▸ Study material:
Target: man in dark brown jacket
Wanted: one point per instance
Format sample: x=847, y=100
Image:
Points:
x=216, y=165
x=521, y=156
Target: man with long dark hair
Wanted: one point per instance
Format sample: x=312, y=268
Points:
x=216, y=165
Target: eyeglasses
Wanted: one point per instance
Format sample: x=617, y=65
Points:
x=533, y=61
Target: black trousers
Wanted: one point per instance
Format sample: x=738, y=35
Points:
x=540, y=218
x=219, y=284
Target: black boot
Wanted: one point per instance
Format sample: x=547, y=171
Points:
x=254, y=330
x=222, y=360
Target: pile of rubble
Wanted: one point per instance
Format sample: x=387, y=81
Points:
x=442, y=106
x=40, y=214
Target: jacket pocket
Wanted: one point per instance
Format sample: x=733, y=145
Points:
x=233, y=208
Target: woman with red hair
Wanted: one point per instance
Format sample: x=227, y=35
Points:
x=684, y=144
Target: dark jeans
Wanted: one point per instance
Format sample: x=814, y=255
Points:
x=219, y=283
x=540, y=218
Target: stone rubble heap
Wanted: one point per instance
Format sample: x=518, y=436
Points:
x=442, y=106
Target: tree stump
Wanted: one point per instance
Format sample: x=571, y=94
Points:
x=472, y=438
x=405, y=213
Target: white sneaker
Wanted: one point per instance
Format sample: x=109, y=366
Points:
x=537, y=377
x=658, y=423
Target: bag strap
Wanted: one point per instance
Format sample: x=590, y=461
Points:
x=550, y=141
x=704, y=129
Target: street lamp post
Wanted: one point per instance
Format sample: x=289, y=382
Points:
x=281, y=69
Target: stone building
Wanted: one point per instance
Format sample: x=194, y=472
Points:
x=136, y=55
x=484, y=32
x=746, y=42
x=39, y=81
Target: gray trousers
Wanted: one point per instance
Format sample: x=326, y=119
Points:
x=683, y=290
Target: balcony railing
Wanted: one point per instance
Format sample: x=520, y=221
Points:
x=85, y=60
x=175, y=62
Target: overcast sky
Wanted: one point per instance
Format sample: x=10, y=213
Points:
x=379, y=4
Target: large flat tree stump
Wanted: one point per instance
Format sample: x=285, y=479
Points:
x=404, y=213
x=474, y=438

▸ What is expected:
Work out how many lines in the data above contain the word "stump" and respond with that number only.

▸ Exercise solution:
2